A BRI atraiu crescentes críticas em todo o mundo por fragilidades como a concessão de empréstimos a países de baixa renda com instabilidade financeira, e pela falta de transparência ou de estudos de impacto social e ambiental sobre os projetos financiados.
Kevin Gallagher, diretor do Centro de Política de Desenvolvimento Global da Universidade de Boston, que reuniu os dados, disse que a guerra comercial do governo chinês com os EUA também pesou na drástica mudança.
“Em 2018 e [20]19, havia tanta incerteza devido à guerra comercial com os EUA que eles podem ter optado por manter os ativos em dólar em casa”, disse ele.
Segundo relatório recente do centro de análise e pesquisa Overseas Development Institute (ODI), Pequim está percebendo que seu enfoque para com a concessão de financiamento é insustentável.

LISTA DE ATIVIDADES
1. Copie do texto sobre a BRI o trecho que começa em "A BRI atraiu" e termina em "na drástica mudança.".
2. Dê continuidade ao texto sobre a BRI, escrevendo a partir da última frase apresentada.
Os itens a seguir não têm relação com o texto.

[Itens de um conjunto de dados]
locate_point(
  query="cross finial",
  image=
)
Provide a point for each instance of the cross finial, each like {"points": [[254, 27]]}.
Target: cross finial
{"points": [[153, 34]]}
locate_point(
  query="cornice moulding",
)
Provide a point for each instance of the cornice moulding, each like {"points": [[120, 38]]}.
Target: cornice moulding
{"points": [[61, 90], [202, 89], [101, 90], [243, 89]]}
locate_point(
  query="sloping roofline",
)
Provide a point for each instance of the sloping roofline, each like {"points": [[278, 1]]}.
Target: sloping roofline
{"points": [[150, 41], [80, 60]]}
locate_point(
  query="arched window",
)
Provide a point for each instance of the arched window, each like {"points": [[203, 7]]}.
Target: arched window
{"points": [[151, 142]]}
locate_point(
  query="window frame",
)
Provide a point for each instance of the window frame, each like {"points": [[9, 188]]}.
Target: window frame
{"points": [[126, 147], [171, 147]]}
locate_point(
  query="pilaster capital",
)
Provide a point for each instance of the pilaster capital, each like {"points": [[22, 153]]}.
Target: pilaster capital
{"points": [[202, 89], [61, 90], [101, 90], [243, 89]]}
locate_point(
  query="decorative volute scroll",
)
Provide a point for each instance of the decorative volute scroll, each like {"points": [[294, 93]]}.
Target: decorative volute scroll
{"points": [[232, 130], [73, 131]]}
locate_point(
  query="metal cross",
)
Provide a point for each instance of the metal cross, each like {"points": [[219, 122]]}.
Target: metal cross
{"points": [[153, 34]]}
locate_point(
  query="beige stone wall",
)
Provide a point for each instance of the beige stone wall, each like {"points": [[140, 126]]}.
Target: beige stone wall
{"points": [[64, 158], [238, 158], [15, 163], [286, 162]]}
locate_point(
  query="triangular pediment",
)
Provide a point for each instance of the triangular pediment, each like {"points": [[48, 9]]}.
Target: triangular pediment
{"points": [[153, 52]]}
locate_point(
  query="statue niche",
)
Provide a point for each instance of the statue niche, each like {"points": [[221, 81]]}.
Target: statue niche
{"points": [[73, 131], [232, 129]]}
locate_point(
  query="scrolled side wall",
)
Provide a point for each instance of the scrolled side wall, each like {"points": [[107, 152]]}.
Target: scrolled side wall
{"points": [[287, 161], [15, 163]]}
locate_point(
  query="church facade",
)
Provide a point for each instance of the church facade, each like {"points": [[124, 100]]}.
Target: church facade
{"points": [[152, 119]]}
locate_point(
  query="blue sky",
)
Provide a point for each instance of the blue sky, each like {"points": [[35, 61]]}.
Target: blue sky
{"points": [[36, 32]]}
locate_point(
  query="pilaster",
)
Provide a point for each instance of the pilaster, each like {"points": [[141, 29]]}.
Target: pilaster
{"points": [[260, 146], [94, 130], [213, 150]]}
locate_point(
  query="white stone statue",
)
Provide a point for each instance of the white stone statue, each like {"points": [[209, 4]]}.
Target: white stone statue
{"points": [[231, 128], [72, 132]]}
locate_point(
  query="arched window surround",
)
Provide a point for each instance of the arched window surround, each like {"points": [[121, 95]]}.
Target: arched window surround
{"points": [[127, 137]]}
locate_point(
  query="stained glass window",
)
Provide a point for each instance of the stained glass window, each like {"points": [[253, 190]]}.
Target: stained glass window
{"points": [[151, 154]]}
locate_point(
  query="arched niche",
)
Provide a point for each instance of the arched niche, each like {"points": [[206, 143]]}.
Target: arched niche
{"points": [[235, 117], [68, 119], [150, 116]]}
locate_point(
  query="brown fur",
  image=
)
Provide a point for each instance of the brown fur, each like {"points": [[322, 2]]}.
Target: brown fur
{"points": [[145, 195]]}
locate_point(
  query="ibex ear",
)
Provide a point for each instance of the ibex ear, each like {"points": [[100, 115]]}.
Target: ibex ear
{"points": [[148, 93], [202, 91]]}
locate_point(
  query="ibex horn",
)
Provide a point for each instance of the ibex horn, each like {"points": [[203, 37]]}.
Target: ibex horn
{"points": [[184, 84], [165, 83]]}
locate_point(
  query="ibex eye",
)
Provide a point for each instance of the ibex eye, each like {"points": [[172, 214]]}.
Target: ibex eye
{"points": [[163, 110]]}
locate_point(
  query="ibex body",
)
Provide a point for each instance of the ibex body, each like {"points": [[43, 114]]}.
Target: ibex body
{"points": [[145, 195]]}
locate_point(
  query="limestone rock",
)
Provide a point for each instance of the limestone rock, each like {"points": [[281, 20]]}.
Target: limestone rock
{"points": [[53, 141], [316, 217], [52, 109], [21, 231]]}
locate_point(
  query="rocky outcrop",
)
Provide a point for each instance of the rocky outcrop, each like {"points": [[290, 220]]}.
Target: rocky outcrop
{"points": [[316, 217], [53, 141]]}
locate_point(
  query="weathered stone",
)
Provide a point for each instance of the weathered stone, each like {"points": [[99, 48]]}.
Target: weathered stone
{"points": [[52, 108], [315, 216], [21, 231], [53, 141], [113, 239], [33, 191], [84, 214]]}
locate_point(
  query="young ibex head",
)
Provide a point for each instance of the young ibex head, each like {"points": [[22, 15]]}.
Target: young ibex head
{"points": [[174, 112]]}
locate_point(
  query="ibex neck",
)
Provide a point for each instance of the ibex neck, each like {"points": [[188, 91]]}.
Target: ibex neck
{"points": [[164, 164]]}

LISTA DE RESPOSTAS
1.
A BRI atraiu crescentes críticas em todo o mundo por fragilidades como a concessão de empréstimos a países de baixa renda com instabilidade financeira, e pela falta de transparência ou de estudos de impacto social e ambiental sobre os projetos financiados.
Kevin Gallagher, diretor do Centro de Política de Desenvolvimento Global da Universidade de Boston, que reuniu os dados, disse que a guerra comercial do governo chinês com os EUA também pesou na drástica mudança.

2.
“O velho… modelo, segundo o qual os interesses das empresas chinesas e das elites locais prevalecem sobre o bem do país tomador, que arca com um risco desproporcional alto de fracasso do projeto, se tornará ainda mais insustentável em meio à capacidade reduzida dos países de assumir dívida e risco”, aponta o relatório do ODI.
A China tem três bancos de fomento que impulsionam os investimentos em infraestrutura internamente e no exterior: os dois bancos analisados pela Universidade de Boston e o Agricultural Development Bank. Eles podem emprestar no exterior a condições favoráveis, mas, mais frequentemente, emprestam a taxas de juros próximas às comerciais.
Os empréstimos concedidos pelo CDB e EIBC totalizaram US$ 462 bilhões entre 2008 e 2019, segundo os dados, que foram publicados ontem – pouco menos que os US$ 467 bilhões emprestados pelo Banco Mundial a países de baixa e média renda durante o período.
Mas os padrões precários de governança muitas vezes associados aos empréstimos chineses a projetos da BRI contribuíram para uma série de escândalos e de reclamações dos países devedores.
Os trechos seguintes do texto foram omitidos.